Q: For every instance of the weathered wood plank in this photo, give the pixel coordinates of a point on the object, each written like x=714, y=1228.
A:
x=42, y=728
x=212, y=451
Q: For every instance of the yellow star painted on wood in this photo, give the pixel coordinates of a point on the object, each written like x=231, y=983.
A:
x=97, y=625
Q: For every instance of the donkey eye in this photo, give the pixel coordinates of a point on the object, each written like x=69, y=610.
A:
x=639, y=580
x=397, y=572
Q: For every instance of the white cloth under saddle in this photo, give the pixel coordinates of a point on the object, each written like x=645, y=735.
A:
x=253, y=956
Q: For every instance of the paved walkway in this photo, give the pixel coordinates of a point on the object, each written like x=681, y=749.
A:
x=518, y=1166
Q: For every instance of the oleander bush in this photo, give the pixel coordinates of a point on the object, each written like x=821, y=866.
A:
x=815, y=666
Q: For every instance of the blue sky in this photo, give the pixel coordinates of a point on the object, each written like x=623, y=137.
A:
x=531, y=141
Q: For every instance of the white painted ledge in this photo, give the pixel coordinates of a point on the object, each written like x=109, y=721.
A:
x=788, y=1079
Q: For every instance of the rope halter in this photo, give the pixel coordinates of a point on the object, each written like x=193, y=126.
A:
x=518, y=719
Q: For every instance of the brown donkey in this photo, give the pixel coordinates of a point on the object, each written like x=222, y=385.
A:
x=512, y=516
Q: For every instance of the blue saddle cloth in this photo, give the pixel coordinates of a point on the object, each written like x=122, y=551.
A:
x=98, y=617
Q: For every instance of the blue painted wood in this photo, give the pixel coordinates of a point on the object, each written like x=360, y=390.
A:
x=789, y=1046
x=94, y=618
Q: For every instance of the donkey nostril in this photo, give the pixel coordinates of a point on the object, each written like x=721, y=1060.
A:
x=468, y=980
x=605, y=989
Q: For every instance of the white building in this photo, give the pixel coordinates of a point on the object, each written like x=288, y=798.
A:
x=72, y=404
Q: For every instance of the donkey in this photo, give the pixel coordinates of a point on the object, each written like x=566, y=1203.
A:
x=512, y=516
○ ○ ○ ○ ○
* [TO DO]: Each line from the one holding "Q: For every instance of the rope" to the end of the data above goes into the answer exactly as written, and no other line does.

* [WRITTEN SOLUTION]:
Q: For every instance of the rope halter in this photo, give the pixel coordinates of a point on the object, each written like x=193, y=126.
A:
x=518, y=719
Q: For every instance of the brown donkey in this photo, give the pixel coordinates of a point on the object, each written like x=222, y=385.
A:
x=512, y=516
Q: For every instance of the blue saddle cloth in this photo, give the pixel coordinates of a point on the object, each written like x=122, y=551.
A:
x=98, y=617
Q: For every instance of the blue painted wood in this photo, give the pixel coordinates of a point on the object, each written like x=360, y=390.
A:
x=789, y=1046
x=94, y=618
Q: For every instance of the donkey nostril in this photo, give the pixel coordinates of a point on the object, each written like x=721, y=1060.
A:
x=468, y=980
x=605, y=989
Q: For every instance of the white building in this photo, give the pixel coordinates of a point on the object, each written like x=288, y=798.
A:
x=72, y=404
Q: For every instance of the donkey in this photo, give the pixel coordinates of a point on the object, each written like x=566, y=1203.
A:
x=512, y=516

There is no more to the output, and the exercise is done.